### EXERCISE DESCRIPTION
Copy the material below line for line, changing nothing. Leave the pictures out of your copy.

[Image region labeling entries]

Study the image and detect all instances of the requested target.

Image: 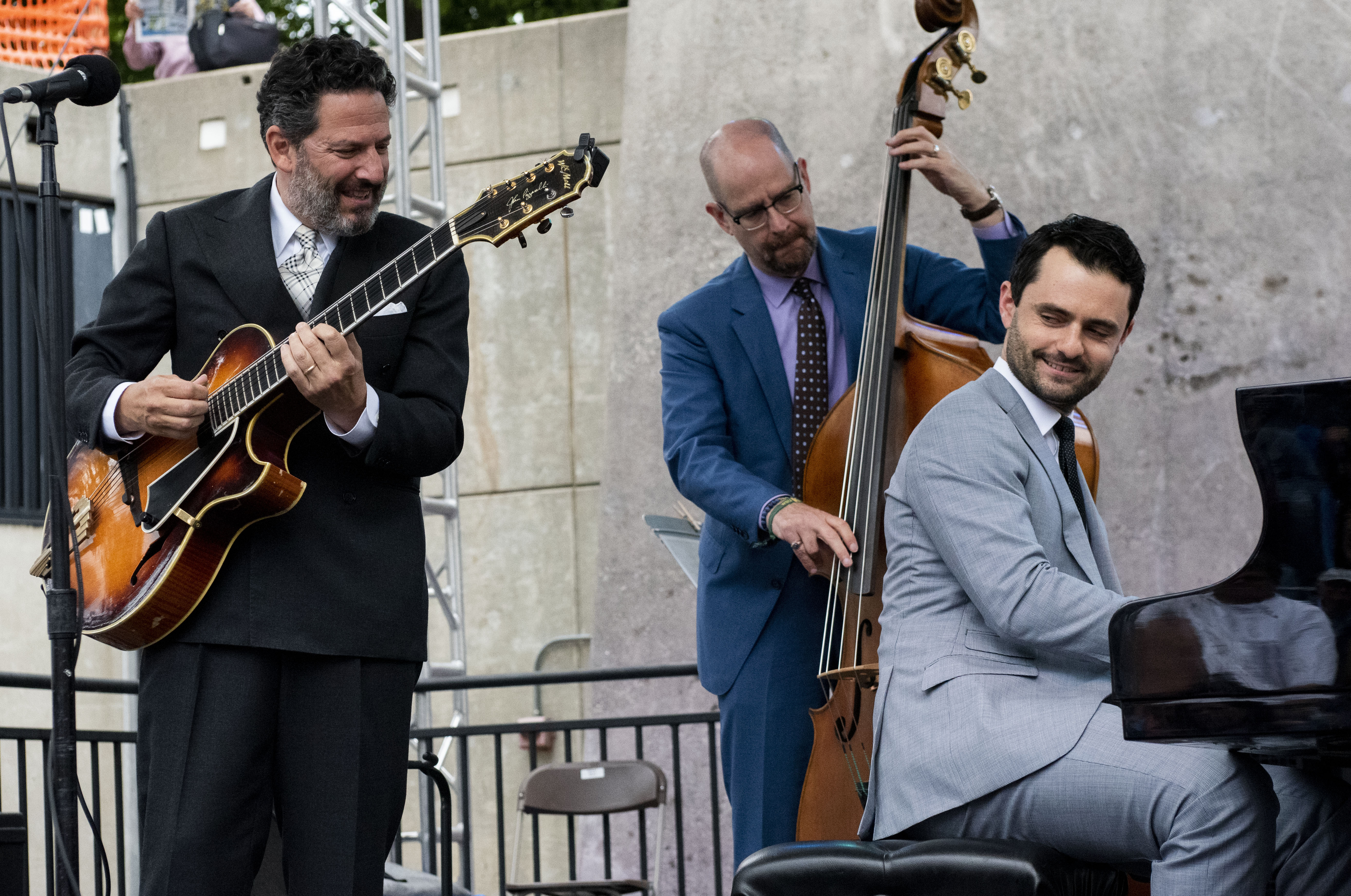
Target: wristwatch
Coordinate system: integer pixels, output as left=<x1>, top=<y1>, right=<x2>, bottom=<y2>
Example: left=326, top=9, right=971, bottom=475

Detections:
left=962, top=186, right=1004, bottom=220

### FINAL RESULT
Study the image and detect all instances of the requested target.

Image: 
Target: wristwatch
Coordinate system: integer pixels, output as left=<x1>, top=<y1>, right=<x2>, bottom=<y2>
Example: left=326, top=9, right=971, bottom=475

Detections:
left=962, top=186, right=1004, bottom=220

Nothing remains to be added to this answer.